SECURITIES AND EXCHANGE COMMISSION
WASHINGTON, D.C. 20549
 
FORM 8-K
CURRENT REPORT
PURSUANT TO SECTION 13 OR 15(d) OF THE
SECURITIES EXCHANGE ACT OF 1934
Date of Report (Date of earliest event reported)      September 26, 2005     
LADENBURG THALMANN FINANCIAL SERVICES INC.
 
(Exact Name of Registrant as Specified in Charter)
         
Florida   1-15799   65-0701248
         
(State or Other Jurisdiction
of Incorporation)
  (Commission File
Number)
  (IRS Employer
Identification No.)
     
590 Madison Avenue, 34th Floor, New York, New York   10022
     
(Address of Principal Executive Offices)   (Zip Code)
Registrant’s telephone number, including area code      (212) 409-2000     
Not Applicable
(Former Name or Former Address, if Changed Since Last Report)
Check the appropriate box below if the Form 8-K filing is intended to simultaneously satisfy the filing obligation of the registrant under any of the following provisions (see General Instruction A.2. below):
¨   Written communications pursuant to Rule 425 under the Securities Act (17 CFR 230.425)
◆ ◆ ◆
> Written request:
Continue the Ladenburg Thalmann Form 8-K filing above, starting right after its last line.
◆ ◆ ◆
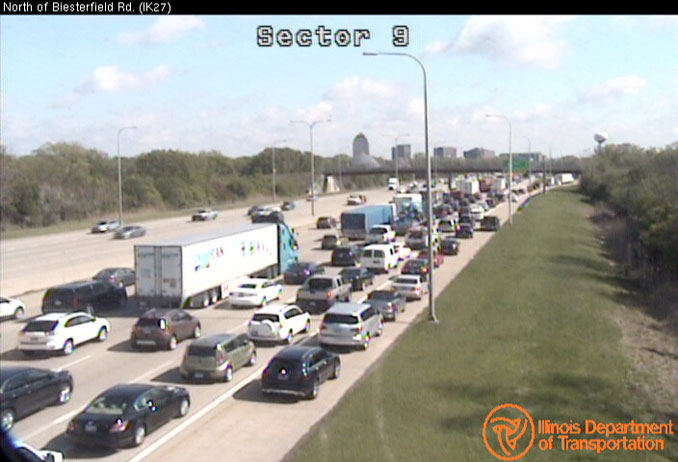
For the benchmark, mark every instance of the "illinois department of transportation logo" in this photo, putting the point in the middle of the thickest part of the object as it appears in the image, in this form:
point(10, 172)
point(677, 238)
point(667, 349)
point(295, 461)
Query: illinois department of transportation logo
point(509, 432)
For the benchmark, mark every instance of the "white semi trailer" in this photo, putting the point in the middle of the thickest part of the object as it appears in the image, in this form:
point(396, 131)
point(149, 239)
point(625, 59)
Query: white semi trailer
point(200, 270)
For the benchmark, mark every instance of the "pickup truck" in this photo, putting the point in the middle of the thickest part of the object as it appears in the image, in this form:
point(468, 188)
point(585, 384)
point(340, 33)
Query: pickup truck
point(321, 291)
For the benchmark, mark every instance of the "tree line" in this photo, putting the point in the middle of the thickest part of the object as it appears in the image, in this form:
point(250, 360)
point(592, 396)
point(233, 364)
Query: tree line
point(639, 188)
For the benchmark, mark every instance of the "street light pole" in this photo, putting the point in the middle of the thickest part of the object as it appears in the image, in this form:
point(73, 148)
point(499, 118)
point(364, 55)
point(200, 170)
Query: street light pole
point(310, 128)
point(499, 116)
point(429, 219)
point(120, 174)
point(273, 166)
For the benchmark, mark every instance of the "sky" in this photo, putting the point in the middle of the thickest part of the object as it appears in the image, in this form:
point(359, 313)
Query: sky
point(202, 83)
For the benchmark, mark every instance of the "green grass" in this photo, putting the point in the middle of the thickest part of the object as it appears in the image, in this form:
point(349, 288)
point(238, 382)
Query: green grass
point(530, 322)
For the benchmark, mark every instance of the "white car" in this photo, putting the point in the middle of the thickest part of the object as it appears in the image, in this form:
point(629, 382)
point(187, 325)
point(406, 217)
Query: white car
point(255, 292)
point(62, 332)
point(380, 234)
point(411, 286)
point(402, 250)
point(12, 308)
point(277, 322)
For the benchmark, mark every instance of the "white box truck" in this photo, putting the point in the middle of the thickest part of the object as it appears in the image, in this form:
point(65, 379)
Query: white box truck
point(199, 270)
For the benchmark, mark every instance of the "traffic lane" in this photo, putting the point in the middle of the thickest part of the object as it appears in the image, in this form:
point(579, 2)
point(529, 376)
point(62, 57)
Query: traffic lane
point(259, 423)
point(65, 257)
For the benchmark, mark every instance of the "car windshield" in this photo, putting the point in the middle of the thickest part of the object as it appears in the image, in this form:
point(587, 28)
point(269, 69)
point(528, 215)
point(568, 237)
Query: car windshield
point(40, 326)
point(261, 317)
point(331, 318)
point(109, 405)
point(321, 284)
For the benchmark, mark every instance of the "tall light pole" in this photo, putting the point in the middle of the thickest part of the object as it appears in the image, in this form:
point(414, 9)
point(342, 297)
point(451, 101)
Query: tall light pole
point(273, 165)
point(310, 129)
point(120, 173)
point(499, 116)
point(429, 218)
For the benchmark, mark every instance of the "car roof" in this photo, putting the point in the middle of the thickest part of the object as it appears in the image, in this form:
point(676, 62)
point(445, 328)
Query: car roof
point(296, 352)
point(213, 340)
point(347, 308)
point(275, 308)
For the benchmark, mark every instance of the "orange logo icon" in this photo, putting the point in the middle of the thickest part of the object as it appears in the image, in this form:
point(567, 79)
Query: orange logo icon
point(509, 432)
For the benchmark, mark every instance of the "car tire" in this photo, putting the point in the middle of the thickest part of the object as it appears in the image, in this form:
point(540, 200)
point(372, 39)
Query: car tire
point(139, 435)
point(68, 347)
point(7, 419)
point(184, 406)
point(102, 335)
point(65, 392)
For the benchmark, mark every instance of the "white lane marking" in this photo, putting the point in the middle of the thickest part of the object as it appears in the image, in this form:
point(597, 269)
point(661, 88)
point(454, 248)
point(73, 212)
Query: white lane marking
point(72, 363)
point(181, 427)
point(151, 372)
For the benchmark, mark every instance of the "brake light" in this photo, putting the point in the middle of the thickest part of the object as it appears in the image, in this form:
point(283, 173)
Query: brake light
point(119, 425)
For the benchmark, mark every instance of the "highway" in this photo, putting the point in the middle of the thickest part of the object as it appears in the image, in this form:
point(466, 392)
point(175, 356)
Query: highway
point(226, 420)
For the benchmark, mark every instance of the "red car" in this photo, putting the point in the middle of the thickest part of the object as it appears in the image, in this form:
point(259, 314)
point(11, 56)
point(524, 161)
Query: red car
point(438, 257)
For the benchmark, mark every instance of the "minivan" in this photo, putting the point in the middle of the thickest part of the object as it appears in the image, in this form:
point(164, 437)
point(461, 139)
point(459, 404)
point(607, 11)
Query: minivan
◆ ◆ ◆
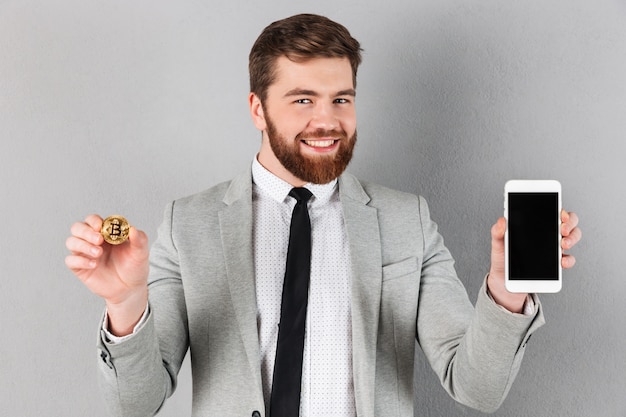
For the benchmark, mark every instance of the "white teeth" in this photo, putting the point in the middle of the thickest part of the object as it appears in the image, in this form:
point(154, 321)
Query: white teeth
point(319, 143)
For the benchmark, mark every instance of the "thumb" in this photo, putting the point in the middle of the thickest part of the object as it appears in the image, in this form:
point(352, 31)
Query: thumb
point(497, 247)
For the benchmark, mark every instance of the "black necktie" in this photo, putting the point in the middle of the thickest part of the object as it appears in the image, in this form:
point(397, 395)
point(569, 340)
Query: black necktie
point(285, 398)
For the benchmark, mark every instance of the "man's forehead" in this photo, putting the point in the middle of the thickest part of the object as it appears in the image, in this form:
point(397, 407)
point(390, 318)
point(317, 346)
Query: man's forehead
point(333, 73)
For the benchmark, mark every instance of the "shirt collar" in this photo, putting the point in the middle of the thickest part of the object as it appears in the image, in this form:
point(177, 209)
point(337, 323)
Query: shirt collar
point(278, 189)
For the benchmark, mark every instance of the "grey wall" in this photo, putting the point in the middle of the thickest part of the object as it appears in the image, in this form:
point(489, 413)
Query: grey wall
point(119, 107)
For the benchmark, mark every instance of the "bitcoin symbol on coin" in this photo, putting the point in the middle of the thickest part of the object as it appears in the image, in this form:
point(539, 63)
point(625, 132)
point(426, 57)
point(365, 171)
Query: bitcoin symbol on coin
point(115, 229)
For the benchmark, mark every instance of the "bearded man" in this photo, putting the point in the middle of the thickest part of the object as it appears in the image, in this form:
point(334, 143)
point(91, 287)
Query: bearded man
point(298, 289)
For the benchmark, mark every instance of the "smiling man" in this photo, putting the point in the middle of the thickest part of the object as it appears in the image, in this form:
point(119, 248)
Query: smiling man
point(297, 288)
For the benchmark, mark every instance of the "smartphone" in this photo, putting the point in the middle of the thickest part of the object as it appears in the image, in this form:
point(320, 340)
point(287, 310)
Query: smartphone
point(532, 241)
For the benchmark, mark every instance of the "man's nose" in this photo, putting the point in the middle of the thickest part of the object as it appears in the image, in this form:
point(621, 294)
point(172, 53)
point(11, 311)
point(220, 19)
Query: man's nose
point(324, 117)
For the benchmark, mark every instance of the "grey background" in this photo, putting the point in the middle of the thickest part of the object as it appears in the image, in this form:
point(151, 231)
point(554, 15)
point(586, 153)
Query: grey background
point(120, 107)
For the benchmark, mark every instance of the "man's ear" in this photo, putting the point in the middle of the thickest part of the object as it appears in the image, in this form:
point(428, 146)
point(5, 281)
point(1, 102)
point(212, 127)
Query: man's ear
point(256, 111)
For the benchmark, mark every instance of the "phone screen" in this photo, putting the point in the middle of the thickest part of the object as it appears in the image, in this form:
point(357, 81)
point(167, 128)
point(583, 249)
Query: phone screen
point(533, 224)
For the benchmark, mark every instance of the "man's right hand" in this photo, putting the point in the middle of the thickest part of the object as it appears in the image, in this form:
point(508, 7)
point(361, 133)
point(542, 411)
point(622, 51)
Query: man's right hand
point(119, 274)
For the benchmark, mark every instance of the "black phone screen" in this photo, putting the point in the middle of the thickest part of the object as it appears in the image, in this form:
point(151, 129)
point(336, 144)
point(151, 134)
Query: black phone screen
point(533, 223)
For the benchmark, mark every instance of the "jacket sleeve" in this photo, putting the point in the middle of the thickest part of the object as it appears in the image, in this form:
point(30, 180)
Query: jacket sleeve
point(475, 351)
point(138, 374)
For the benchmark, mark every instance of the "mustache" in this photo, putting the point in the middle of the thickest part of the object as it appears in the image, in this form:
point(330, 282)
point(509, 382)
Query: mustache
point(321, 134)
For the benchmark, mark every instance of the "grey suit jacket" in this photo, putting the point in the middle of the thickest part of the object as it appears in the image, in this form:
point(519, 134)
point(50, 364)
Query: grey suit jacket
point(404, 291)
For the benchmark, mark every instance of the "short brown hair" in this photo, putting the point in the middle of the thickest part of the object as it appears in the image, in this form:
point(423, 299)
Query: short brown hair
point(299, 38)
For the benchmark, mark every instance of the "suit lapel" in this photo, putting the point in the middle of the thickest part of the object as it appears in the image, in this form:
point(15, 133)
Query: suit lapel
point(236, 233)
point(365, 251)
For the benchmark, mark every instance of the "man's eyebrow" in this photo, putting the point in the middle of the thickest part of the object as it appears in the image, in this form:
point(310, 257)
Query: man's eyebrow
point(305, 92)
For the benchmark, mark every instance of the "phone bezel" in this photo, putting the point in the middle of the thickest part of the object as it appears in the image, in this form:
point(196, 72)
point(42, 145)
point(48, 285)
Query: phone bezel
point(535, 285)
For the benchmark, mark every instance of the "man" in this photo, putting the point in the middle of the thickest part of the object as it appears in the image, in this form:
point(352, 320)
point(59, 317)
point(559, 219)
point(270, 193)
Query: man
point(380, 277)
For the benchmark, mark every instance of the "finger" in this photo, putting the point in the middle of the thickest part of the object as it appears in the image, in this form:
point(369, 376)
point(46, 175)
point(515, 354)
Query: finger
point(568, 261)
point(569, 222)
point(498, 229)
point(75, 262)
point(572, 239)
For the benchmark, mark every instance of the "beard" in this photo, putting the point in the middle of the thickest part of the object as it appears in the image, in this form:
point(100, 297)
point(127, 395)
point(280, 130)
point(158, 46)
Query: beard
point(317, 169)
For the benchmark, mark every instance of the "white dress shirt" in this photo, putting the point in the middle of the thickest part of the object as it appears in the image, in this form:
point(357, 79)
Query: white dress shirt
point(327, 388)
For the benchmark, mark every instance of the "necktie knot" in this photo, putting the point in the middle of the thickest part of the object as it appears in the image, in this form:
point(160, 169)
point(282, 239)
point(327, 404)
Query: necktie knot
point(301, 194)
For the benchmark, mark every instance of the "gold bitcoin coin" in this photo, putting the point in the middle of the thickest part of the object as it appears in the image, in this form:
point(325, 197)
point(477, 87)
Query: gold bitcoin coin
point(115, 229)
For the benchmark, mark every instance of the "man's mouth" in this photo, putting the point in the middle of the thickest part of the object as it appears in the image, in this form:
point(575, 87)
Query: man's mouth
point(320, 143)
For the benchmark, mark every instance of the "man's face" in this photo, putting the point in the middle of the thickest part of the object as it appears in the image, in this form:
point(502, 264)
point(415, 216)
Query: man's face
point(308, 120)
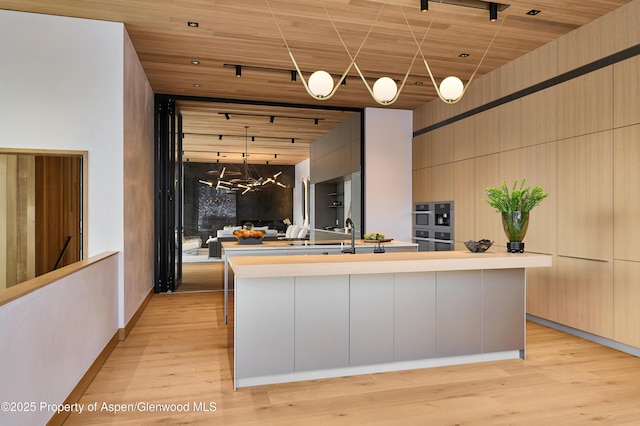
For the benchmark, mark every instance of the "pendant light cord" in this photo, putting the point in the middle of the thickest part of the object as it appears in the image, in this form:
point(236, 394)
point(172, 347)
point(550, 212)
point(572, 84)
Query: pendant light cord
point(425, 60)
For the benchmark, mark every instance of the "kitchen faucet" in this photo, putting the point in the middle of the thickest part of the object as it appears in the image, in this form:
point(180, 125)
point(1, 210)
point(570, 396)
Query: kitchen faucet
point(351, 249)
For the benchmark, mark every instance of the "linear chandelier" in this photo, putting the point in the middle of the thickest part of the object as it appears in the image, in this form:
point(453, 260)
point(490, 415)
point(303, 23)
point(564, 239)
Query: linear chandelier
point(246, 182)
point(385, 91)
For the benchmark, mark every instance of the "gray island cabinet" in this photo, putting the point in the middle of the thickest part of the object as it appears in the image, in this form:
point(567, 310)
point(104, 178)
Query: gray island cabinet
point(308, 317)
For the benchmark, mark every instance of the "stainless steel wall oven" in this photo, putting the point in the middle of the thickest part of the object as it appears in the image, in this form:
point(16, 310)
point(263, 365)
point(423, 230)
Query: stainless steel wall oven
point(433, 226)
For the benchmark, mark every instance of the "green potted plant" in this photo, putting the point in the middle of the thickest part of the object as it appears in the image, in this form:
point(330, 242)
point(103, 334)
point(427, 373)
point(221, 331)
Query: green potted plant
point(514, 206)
◆ ◆ ◆
> The result:
¨   Soliciting material pursuant to Rule 14a-12 under the Exchange Act (17 CFR 240.14a-12)
¨   Pre-commencement communications pursuant to Rule 14d-2(b) under the Exchange Act (17 CFR 240.14d-2(b))
¨   Pre-commencement communications pursuant to Rule 13e-4(c) under the Exchange Act (17 CFR 240.13e-4(c))
 
 

 


 

Item 3.02 Unregistered Sales of Equity Securities.
     In August 2005, Ladenburg Thalmann & Co. Inc. (“Ladenburg”), the primary operating subsidiary of Ladenburg Thalmann Financial Services Inc. (the “Company”), entered into employment agreements with Steven M. Cohen and Barry Rabkin. Pursuant to the agreements, effective September 26, 2005:
    Mr. Cohen purchased 500,000 shares of the Company’s common stock at $0.45 per share for an aggregate purchase price of $225,000. Additionally, Mr. Cohen committed to purchase a total of 3,500,000 shares of the Company’s common stock at $0.53 through the use of compensation to be earned by Mr. Cohen (in accordance with the terms of the employment agreement).
 
    Mr. Rabkin purchased 1,000,000 shares of the Company’s common stock at $0.45 per share for an aggregate purchase price of $450,000.
Item 9.01 Financial Statements and Exhibits.
  (c)   Exhibits.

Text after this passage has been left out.